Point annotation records

——————————

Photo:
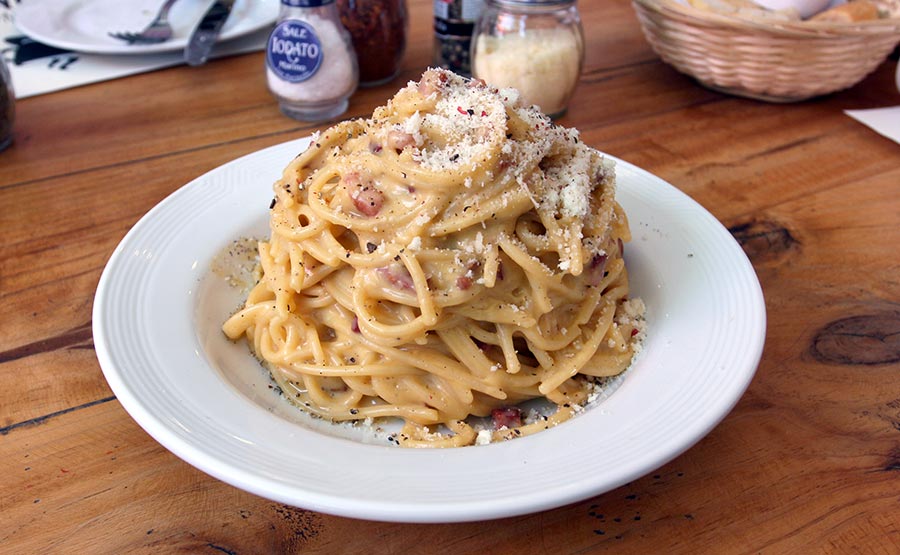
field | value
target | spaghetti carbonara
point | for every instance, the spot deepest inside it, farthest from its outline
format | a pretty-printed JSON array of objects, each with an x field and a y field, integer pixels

——————————

What you have to do: Can you copy the records above word for word, leaving out the pictures?

Worked solution:
Photo:
field | value
target | spaghetti carbonara
point | for every instance, the spot deepest inside it, farthest from its outline
format | a pretty-printed JSON array of objects, each with an x field and a y field, integer pixels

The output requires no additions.